START The records

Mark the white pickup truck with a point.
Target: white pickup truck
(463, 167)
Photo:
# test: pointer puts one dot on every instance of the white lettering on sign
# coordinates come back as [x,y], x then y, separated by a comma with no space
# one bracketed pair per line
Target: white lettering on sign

END The records

* _Work instruction_:
Every line in the material above that has the word "with" should be copied.

* _Finished exercise_:
Mark the white pickup truck with a point.
# coordinates come back as [x,y], x then y, separated by a comma with no space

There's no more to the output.